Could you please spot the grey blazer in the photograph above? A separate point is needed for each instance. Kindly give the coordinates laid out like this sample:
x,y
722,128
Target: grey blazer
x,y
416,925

==

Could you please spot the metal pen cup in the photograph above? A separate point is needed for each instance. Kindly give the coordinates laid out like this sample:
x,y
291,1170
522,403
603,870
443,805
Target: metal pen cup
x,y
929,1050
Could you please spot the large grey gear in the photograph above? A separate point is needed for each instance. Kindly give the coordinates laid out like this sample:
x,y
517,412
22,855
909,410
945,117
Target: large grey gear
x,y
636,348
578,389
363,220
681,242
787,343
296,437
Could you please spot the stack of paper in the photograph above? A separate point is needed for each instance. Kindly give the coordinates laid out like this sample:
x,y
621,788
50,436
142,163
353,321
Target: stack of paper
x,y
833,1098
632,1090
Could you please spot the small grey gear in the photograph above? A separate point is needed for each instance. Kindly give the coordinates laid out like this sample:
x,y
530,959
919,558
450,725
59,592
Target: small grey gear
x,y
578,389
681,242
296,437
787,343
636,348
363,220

==

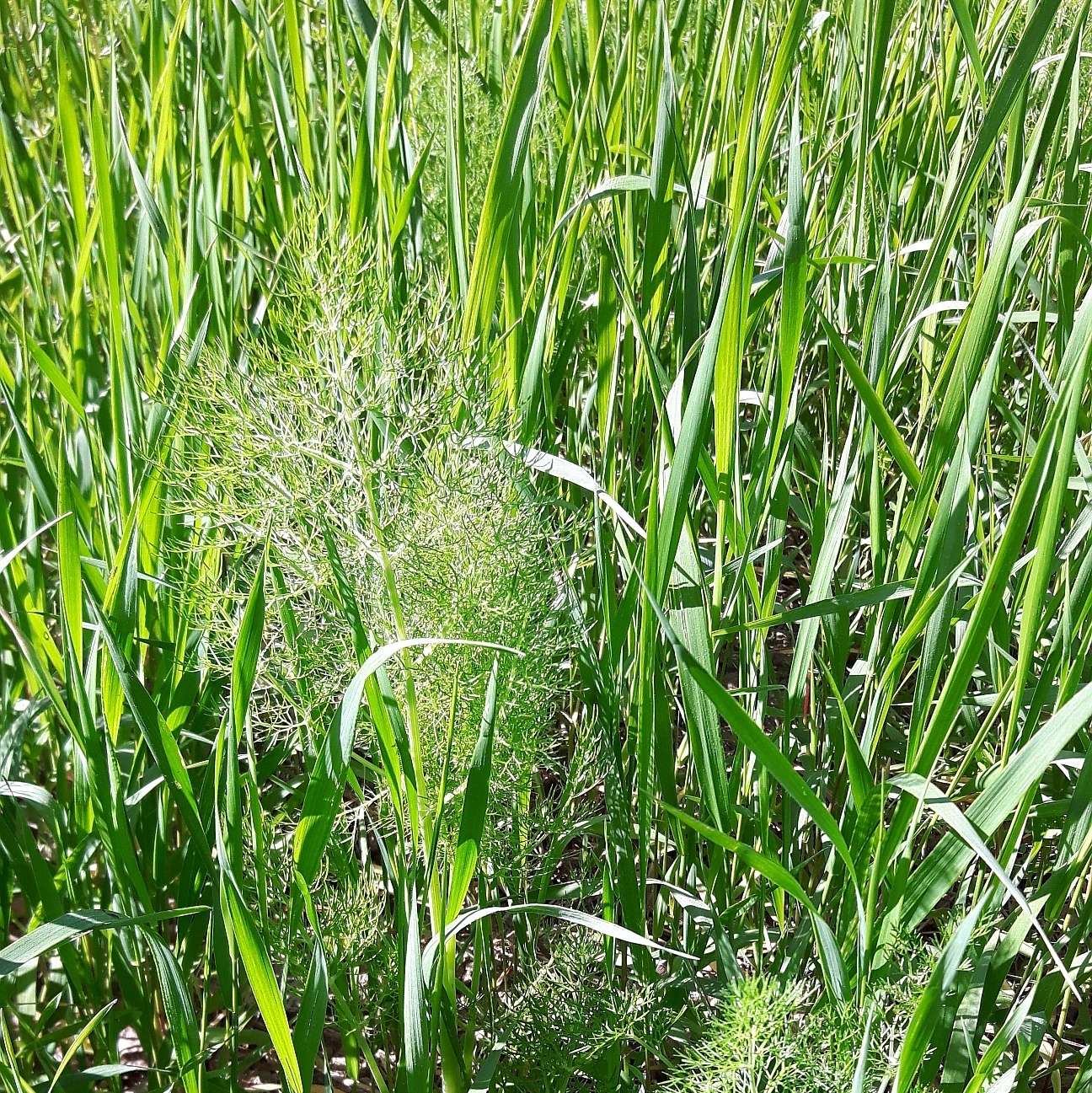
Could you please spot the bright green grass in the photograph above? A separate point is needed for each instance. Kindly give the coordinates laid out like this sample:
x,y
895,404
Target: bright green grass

▸ WHAT YOU SHOULD DO: Lines holding the word "spot" should be copied from the entries above.

▸ SOLUTION FOR THIS PROBLEM:
Could you please spot the grey blazer in the photograph above? A separate point is needed for each instance. Kindly give the coordinates laid out like this sample:
Could you please spot the metal pen cup in the photograph above? A separate point is needed for each instance. Kindly give the coordinates laid out like this sample:
Could you please spot the large grey gear in the photograph above? A separate point is needed for each instance. Kindly give the coordinates laid out like this sample:
Could you please spot the stack of paper in the photograph above? A separate point is needed for each instance. Kindly give the coordinates laid out like this sample:
Could you please spot the small grey gear in the photograph above? A separate point is needed for each instance. Kindly give the coordinates laid out like this sample:
Could you please spot the bright green grass in the photograph above? A separate point is needed for each instance. Kindly give the coordinates laid out like this sample:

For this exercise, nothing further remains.